──────── Passage fourni ────────

Analyse: Le grand démantèlement : une offensive libérale contre les droits des travailleur·euses

   

Sous couvert de flexibilité et de compétitivité, le gouvernement Arizona mène une offensive idéologique d’une ampleur rarement vue en Belgique. Heures supplémentaires défiscalisées, extension des flexi-jobs, réforme du travail de nuit, retour de la période d’essai : en l’espace de quelques mois, ce sont les fondements mêmes du droit du travail belge qui sont méthodiquement démantelés.

Derrière le vocabulaire du « gagnant-gagnant » et de la « mise à l’emploi« , se cache en réalité le transfert massif de richesses et de pouvoir des travailleur·euses vers les employeur·es.

Retour et analyse de 4 mesures qui vont démanteler nos droits du travail.

Les heures supplémentaires : travailler plus pour gagner moins

  • On peut maintenant prester jusqu’à 360 heures supplémentaires volontaires par an dans tous les secteurs (450 dans l’Horeca)
  • 240 heures exemptées de cotisations sociales et de précompte professionnel*
  • Suppression des majorations traditionnelles : les suppléments de salaire légaux qui compensaient la pénibilité des heures supplémentaires (+50% de votre salaire en semaine, +100% le dimanche), désormais supprimés.

──────── Entrées de données ────────

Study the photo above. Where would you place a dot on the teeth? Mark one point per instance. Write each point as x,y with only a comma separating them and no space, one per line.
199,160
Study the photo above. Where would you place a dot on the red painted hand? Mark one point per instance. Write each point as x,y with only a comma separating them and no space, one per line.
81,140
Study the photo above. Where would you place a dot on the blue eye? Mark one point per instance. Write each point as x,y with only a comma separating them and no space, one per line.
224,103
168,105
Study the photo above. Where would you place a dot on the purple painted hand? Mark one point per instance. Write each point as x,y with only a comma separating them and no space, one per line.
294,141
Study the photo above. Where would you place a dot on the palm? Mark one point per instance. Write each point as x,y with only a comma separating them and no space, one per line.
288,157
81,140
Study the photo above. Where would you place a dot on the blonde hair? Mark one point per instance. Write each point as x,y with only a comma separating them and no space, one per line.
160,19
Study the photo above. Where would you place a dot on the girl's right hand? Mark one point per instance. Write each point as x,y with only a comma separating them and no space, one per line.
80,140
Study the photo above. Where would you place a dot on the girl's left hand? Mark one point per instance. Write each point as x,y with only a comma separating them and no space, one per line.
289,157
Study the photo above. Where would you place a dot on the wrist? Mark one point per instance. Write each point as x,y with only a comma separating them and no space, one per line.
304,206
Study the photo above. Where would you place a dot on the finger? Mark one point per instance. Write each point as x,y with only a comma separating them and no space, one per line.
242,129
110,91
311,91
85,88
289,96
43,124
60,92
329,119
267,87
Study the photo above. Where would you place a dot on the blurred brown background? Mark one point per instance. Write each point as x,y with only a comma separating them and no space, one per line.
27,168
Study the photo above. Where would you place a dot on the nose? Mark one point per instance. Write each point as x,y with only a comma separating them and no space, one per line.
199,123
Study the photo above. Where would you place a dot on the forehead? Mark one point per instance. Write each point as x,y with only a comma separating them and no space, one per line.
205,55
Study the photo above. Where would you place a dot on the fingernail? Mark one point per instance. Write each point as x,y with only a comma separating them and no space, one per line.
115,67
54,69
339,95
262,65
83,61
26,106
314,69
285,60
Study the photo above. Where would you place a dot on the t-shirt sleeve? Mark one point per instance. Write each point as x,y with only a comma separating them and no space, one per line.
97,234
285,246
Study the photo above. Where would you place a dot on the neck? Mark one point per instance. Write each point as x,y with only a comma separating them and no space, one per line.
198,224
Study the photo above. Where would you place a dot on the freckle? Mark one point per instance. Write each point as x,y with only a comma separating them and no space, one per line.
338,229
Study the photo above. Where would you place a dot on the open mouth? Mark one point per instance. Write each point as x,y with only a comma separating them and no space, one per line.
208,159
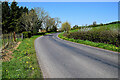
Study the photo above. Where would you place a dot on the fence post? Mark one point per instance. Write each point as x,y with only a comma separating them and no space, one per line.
22,36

────────

- Tâches à réaliser
1/ Extrayez telles quelles les lignes de la liste des données, de la ligne qui contient « on the open » jusqu'à la dernière ligne incluse, en laissant les images de côté.
2/ Poursuivez l'analyse sur le droit du travail belge à partir de sa dernière phrase.
L'analyse sur le droit du travail belge et les lignes n'ont aucun rapport entre elles.

- Liste des réponses
1/
Study the photo above. Where would you place a dot on the open mouth? Mark one point per instance. Write each point as x,y with only a comma separating them and no space, one per line.
208,159
Study the photo above. Where would you place a dot on the fence post? Mark one point per instance. Write each point as x,y with only a comma separating them and no space, one per line.
22,36

2/
La réforme des heures supplémentaires volontaires, qui entre en vigueur le 1er avril 2026, illustre parfaitement la perversité du système mis en place. Présentée comme une opportunité pour les travailleur·euses d’augmenter leurs revenus, elle cache une tout autre réalité. Selon la CSC, un·e salarié·e effectuant 10 heures supplémentaires par mois perdra en moyenne 69 euros, tandis que son employeur·e en économisera 150. Comment est-ce possible ? En supprimant les majorations qui compensaient jusqu’ici la pénibilité du travail additionnel.

-> Baisse des cotisations sociales = moins de droits à la pension

En effet, les entreprises empocheront les bénéfices (ici, les économies sur les salaires et cotisations), tandis que c’est la collectivité qui devra payer les conséquences négatives (baisse des recettes de la sécurité sociale, pensions réduites, problèmes de santé des travailleurs). Cette mesure révèle la logique profonde du capitalisme néolibéral : privatiser les profits, socialiser les pertes.

Et pendant ce temps, le ou la travailleur·e s’épuise davantage pour un salaire net diminué, voyant ses droits à la pension et à la sécurité sociale progressivement érodés.

En clair : les patrons gagnent, mais c’est la société entière qui paiera la facture demain.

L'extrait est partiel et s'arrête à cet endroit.